# PROVIDED PASSAGE:
* * *

Wednesday, 20 December 2023

Wet Christmas in Glasgow

Wet Christmas
I made a rare sortie into Glasgow for a Christmas lunch with old work colleagues. It was wet, wet, wet but the streets were buzzing in a way that I had not seen since the pre-Covid era. Tills were ringing, Apple Pay was buzzing and the pedestrianised areas were festooned with Deliveroo electric bikes creating more mayhem than Imelda May. The back streets were acting as emergency urinals. The meal in the Merchant City was surprisingly good and the patter even better as half a dozen retired denizens of past Glasgow glory days regaled each other with tales that had grown legs. 

We had finished by 4 p.m. so I took the opportunity to buy some presents and saunter around the streets that were alive with revellers on their way to after-work parties. Do they know it's Christmas? You bet. The streets were humming with Wham and Kirsty McColl. Climate Change means Bing Crosby is no longer crooning White Christmas as umbrellas have replaced gloves and hats. It was a feelgood couple of hours before I had to catch the electric bus home. The journey home allowed me to reflect on my time in Glasgow.

Christmas has changed over the years. At my first Christmas in Glasgow in 1973, we were allowed to leave work at 2:30 p.m. after a Christmas lunch in a local pub. After spending a couple of hours doing all my Christmas shopping in Sauchiehall Street, I drove down the old A74 to Lancashire in my ageing Morris Minor for Christmas Day at my parent's house. I drove back to Glasgow late on Christmas Day. Boxing Day was not a public holiday in those days. Christmas was not so much a festive season, more a day trip back then. 

Glasgow was my home and place of work for 18 years, during which time I witnessed its dramatic decline and depopulation in the early 1970s and was involved in the regeneration from the mid-1970s through the 1980s. A revival had occurred as Housing Associations refurbished the tenements, investment in transport and public services flourished and the city centre was revitalised with commercial, cultural and event venues together with housing investment. It attracted the Garden Festival and became the Europen City of Culture in 1990. Education facilities improved from schools to Colleges and Universities and new businesses and community involvement gathered pace. Since the emergence of the Scottish Parliament, it has become a poor relation to Edinburgh, which has soaked up an ever-increasing share of Scotland's public and private investment. Glasgow's renaissance appears to have lost its momentum, it's maybe why the regeneration of Dr Who from the Tardis in Buchanan Street emerged as a Bear, not a Bull.

* * *

# PROVIDED MATERIAL:

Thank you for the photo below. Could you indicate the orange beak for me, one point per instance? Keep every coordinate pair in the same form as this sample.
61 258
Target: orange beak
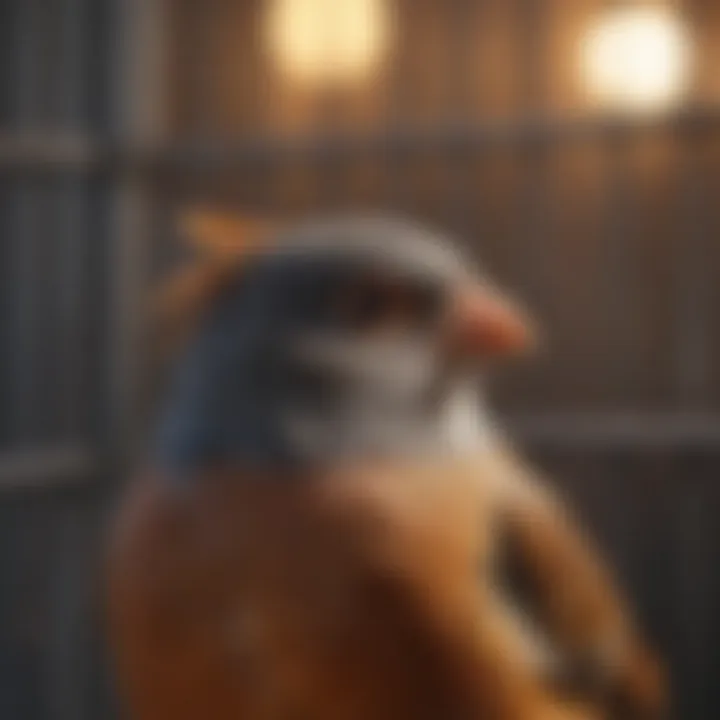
485 324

* * *

In the Glasgow Christmas post above, turn the paragraph beginning "Christmas has changed over the years" into a short bulleted list that keeps its main facts.

# RESPONSE TO THE EXERCISE:
- Christmas has changed over the years.
- At my first Christmas in Glasgow, in 1973, we could leave work at 2:30 p.m. after a Christmas lunch in a local pub.
- I did all my Christmas shopping in Sauchiehall Street in a couple of hours.
- I then drove my ageing Morris Minor down the old A74 to Lancashire for Christmas Day at my parent's house.
- I drove back to Glasgow late on Christmas Day, since Boxing Day was not a public holiday then.
- Back then, Christmas was more a day trip than a festive season.